• Tarefas
A – No texto sobre status, como se denomina a atitude de desconsideração e desprezo aos que são de status baixo?
B – Transcreva fielmente o trecho do texto sobre status de "Depois, Botton observa" a "se vêem afligidos.".
C – Prossiga com o texto sobre status a partir do ponto em que ele para.

• Página
--------------------

Depois, Botton observa que existe uma atitude de desconsideração e desprezo aos que são de status baixo, a qual denominamos ‘esnobismo’. O esnobismo é divulgado por várias vias e mídias e é uma atitude bastante nociva, diante da qual os que não conseguem status adequado se vêem afligidos.
Na sequência, o autor observa que o capitalismo gerou nos indivíduos expectativas altas sobre suas realizações e do que necessitam para se realizarem, tornando disponível aos homens o acesso a bens e ao progresso pessoal nas posses. Aqui, o autor estabelece um importante conceito em relação ao status, a saber, o de que nos incomoda o sucesso apenas daqueles que consideramos iguais. E a sociedade capitalista permitiu o avanço e a prosperidade de alguns do nosso meio, o que gerou a comparação inevitável e a insatisfação com o que se tem. A inveja foi aflorada com tal situação cultural e econômica. As barreiras à expectativa foram derrubadas, e todos julgam-se aptos ao sucesso, o que gera a sensação de fracasso para aqueles - a maioria - que não o alcançam. Botton propõe aqui, pela primeira vez, seguindo a Rousseau, uma forma cínica de diminuição das expectativas para conseguirmos alcançar satisfação.
O próximo capítulo é dedicado à análise da meritocracia. O autor analisa a mudança de perspectiva em relação ao pobre que ocorreu entre a antiguidade e medievo para a era moderna, capitalista. O pobre era considerado a base da sociedade e seu sustento, sendo, por isso, digno de honra. Também se considerava que a condição financeira de alguém nada dizia em relação ao seu caráter e virtudes. E, finalmente, muitos pensaram que o rico só era rico por ter usurpado sua posição, alcançado níveis mais altos por fraude e extorsão do pobre, que, subjugado pelos maus, eram impedidos de prosperar. No entanto, passou-se a contestar tais visões. Primeiro, observou-se que a produção é demandada pelos ricos e seus gastos, tornando-os a base e sustentáculo da sociedade. Depois, numa sociedade democrática, passou-se a considerar que as qualidades individuais é que determinavam a o status do indivíduo, pois dependiam dessas qualidades a posição em que ele se encontrava. Isso levantou peso sobre os pobres, considerados em tal situação por sua culpa. Por isso, toda forma de reformas que levaram à buscar uma igualdade de condições que permitissem uma aristocracia das virtudes e do mérito foi empregada. No final das contas, tornou-se imperativo reconhecer que há vencedores e perdedores segundo seus próprios méritos e qualidades.

--------------------

• Seção de dados
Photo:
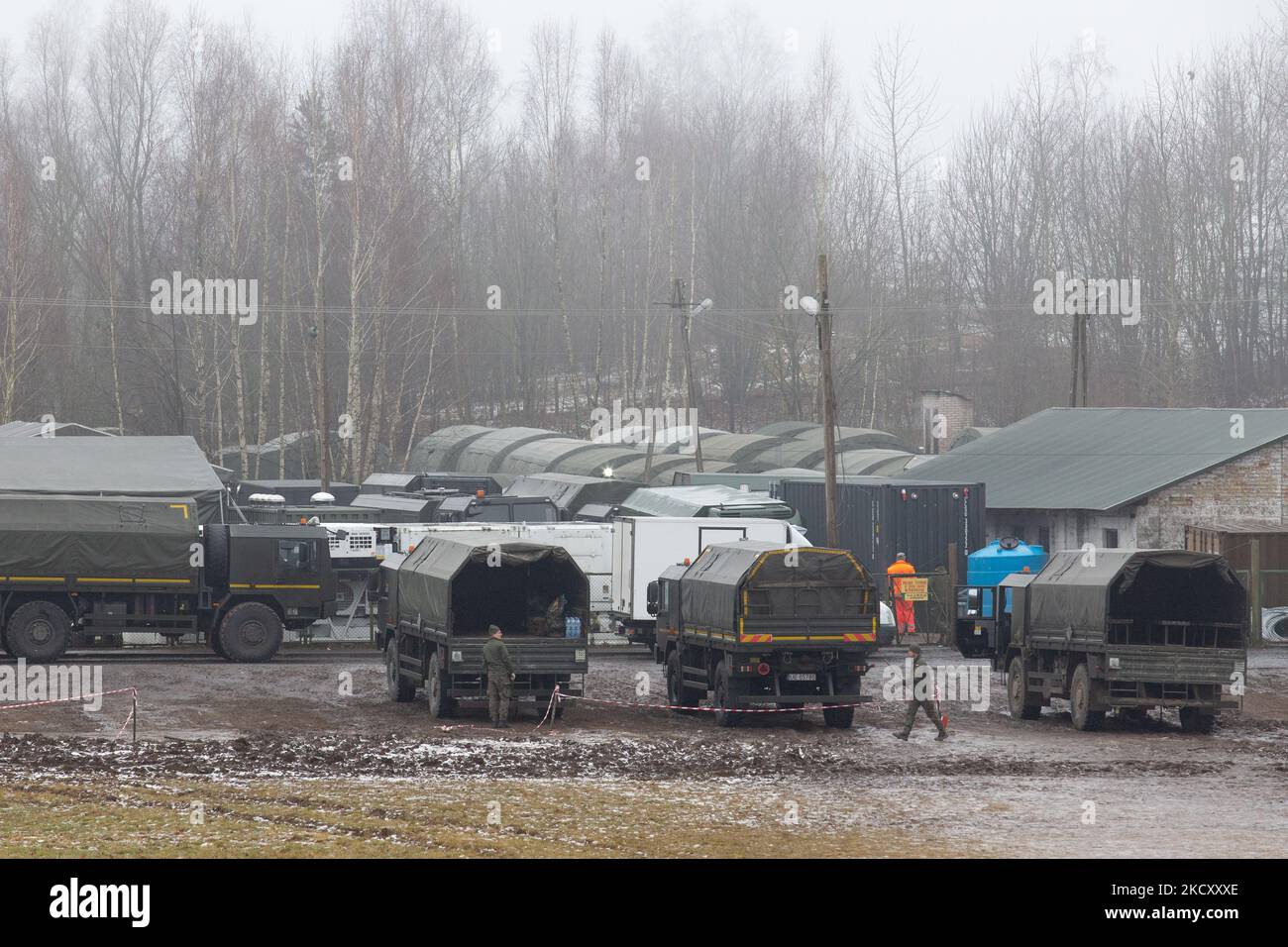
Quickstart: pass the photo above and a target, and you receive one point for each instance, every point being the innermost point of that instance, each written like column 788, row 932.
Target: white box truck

--------------------

• Respostas por tarefa
A – Esnobismo.

B –
Depois, Botton observa que existe uma atitude de desconsideração e desprezo aos que são de status baixo, a qual denominamos ‘esnobismo’. O esnobismo é divulgado por várias vias e mídias e é uma atitude bastante nociva, diante da qual os que não conseguem status adequado se vêem afligidos.

C –
Para contestar a meritocracia, Botton escreve um capítulo demonstrando que o sucesso não está sob nossa responsabilidade. Primeiro, argumenta que as habilidades, talentos e qualidades que nos fazem ter sucesso não estão sob nosso controle, vindo e indo como que por inspiração. Depois, diz que mesmo essas qualidades precisam aparecer no momento e lugar corretos, de modo que dependemos da sorte. Então, observa que dependemos da boa vontade dos empregadores. Observa que os empregadores estão mais preocupados com a empresa e que, portanto, o indivíduo depende do sucesso da empresa como um todo para manter seu emprego. E, por fim, nota que as empresas dependem do mercado global, da economia em escala macro. Com isso, o autor considera refutada a noção meritocrática.
A segunda parte é onde soluções aos problemas são apresentadas. O indivíduo se vê oprimido pelo sucesso por seus méritos na sociedade capitalista - méritos ilusórios, como o autor buscou mostrar. Então, precisa de alternativas em prol de sua sanidade e bem-estar. A primeira apresentada é a da ‘filosofia’. Botton nota que filósofos antigos buscaram ignorar as opiniões públicas e revela que o motivo era justamente que as considerava sem critérios racionais e justos. O convite, portanto, é ao de filtrar as opiniões públicas pelo crivo filosófico para julgarmos se devemos ou não dar razão a elas. E Botton segue a Schopenhauer e Chamfort para notar que geralmente a opinião das pessoas é tola e mesquinha. O resultado é que nos tornamos mais e mais isolados das pessoas, pois são raras as almas nobres que merecem ser ouvidas.
A segunda solução para o desejo de status nocivo é a arte. Botton segue a Matthew Arnold na tese de que a arte é a crítica da vida. Seu papel é basicamente moralizante e, por isso, não poderia deixar de se voltar também para a questão do status. Aqui, o autor se vale da pintura, dos romances, das tragédias e das charges cômicas como formas de apontar algo em torno daquelas teses favoráveis aos pobres e à simplicidade e virtude e contrárias aos ricos e detentores de status.
A terceira solução é a política. Botton nota que há, em diferentes épocas, características distintas para o que confere status elevado para os indivíduos. O autor entende, assim, que são os grupos dominantes que lutam para fazer de seus valores o que determina o status elevado em uma determinada sociedade, de modo que é a luta política que está em questão para a sua determinação. Aqui, Botton apresenta o conceito de ideologia, segundo o qual a classe dominante estabelece sua forma de pensar como se fosse natural e óbvia, e conecta o conceito de status a ela. A consciência política consiste em reconhecer e desnudar as ideologias, revelando sua genealogia e nos tornando capazes de conscientizar outras pessoas e alcançar uma mudança.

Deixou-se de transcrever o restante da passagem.